======== MATERIAL SHOWN ========
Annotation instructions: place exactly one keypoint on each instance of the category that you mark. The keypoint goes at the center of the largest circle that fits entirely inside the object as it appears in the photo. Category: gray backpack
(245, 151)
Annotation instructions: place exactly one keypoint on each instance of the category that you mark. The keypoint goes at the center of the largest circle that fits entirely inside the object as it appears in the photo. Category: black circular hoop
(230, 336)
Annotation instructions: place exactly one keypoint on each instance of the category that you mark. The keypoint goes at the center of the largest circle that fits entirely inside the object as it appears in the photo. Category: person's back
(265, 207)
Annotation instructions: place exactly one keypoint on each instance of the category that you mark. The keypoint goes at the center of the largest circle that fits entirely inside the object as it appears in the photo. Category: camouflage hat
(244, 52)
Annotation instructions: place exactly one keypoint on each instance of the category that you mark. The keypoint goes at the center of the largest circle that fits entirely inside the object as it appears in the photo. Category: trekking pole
========
EXERCISE TASK: Copy everything from the line that contains "Category: camouflage hat" down to the end of the listing, renaming "keypoint" to "marker" and leaving all else unchanged.

FINISHED TASK:
Annotation instructions: place exactly one marker on each instance of the category that you mark. The marker goes at the center of the largest circle that fits entirely inside the object as it appears in the photo. Category: camouflage hat
(244, 52)
Annotation instructions: place exactly one marker on each instance of the category that you mark. The marker goes at the center of the largest circle that fits entirely inside the object as it appears in the photo. Category: trekking pole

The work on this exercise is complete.